AIM OF THE TASK:
Each entry below should be retyped exactly as given.

★ ★ ★

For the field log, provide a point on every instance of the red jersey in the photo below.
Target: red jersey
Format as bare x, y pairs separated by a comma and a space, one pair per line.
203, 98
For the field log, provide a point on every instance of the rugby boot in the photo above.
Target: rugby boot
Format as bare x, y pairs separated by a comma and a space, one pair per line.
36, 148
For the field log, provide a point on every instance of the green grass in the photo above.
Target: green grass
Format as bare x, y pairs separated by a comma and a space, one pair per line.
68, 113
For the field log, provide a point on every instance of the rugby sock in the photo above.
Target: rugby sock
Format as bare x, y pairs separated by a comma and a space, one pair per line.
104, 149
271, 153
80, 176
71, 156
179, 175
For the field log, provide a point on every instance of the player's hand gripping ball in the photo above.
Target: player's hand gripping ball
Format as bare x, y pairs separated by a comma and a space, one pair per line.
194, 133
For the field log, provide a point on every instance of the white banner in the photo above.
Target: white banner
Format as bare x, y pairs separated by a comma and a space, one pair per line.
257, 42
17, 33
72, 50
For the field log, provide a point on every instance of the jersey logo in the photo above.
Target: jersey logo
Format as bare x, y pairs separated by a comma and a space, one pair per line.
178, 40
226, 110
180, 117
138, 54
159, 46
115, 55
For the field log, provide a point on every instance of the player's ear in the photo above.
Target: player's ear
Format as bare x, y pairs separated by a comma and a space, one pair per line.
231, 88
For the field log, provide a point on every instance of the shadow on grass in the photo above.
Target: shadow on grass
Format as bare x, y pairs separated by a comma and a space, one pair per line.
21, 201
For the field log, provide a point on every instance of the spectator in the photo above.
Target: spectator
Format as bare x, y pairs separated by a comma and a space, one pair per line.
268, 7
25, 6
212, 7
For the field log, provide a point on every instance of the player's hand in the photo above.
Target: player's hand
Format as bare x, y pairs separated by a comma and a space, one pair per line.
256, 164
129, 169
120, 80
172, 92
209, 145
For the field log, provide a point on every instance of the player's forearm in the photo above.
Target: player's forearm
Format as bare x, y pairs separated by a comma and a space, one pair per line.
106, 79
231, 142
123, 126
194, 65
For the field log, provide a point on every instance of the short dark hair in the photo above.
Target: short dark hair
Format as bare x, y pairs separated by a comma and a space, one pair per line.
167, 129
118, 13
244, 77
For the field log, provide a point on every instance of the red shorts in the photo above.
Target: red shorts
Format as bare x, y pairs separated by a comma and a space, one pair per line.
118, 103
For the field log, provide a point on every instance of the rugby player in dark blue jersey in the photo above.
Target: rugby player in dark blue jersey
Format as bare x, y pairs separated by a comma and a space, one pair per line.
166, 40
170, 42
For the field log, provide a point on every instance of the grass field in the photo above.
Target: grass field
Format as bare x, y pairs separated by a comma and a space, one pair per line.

★ ★ ★

OUTPUT:
For the field log, provide a point on every instance of the red jersey in the photo below.
Target: red jersey
Format as bare x, y pairs separated by a comma and a space, one pair per line.
203, 98
For the field log, provide a point on every instance of the rugby boot in the photo above.
Target: rugby boot
Format as bare x, y pairs separated by a comma and a space, one pair per line.
36, 148
For the field log, provide a point on every instance of the green grass in the photo above.
Target: green grass
Format as bare x, y pairs separated by a comma and a space, one pair per line.
68, 113
For the field log, provide a point on every instance of the rugby sock in the photo above.
Target: rugby sock
Format as bare x, y pairs separated by a comma and a space, one pair per line.
104, 149
271, 153
80, 176
71, 156
179, 175
For the field log, provide a point on every instance of the player's hand gripping ball in the photo above.
Target: player's hand gripping ball
Format as bare x, y pairs separated by a comma and a space, one pair per line.
194, 133
For the field log, provide a point on every instance of the white banner in the photo above.
Target: white banner
Format as bare x, y pairs separated by a comma and a space, one pair per line.
257, 42
17, 33
72, 50
For the field log, provide a point on every instance of the jersey logo in the photo above.
Target: jersey logo
Format as bare x, y pairs separated by a comma and a space, one pair per line.
178, 40
226, 110
180, 117
138, 54
159, 46
115, 55
For the field log, provide a point on every instance of the player's ear in the photo above.
Target: player's ear
Format as bare x, y pairs separated by a comma and a space, one pair per line.
231, 88
For the field log, provide a point on every instance of the shadow on grass in the photo above.
Target: shadow on grass
Format as bare x, y pairs separated by a comma and a space, one pair per line.
21, 201
For the field log, provide a point on every instance of the spectator in the photo above.
Target: spectator
Format as bare x, y pairs separated by a comma and a space, one pair per line.
268, 7
25, 6
212, 7
For the field log, provide a point on every instance of the player's hand in the photo above.
Target: player's hand
Format as bare x, y pairs separated by a comma and a space, one pair per line.
256, 164
129, 169
120, 80
172, 92
209, 145
For the field log, provide a point on every instance of the player's forearm in the photo above.
Target: player's forearm
Format as bare x, y pairs separated by a comma and a space, one pair per line.
106, 79
231, 142
123, 126
194, 65
For the field log, provide a point on every instance of the short dark hair in the photo above.
Target: short dark hair
Format as bare x, y pairs separated by a comma and a space, one pair per line.
167, 129
118, 13
244, 77
For the field log, provide a point on every instance of the red shorts in the photo above.
Target: red shorts
Format as bare x, y pairs separated by a comma and a space, one pair per line.
118, 103
For the field log, provide a point on every instance of the rugby player in dark blue jersey in the photo above.
Target: rugby player in dark blue jersey
Format as bare x, y pairs separated by a comma and a space, one pair per line.
166, 40
170, 42
For the field log, provide a point on every instance of the grass field in the photo above.
Target: grass field
Format as bare x, y pairs separated by a comma and a space, one pair per line.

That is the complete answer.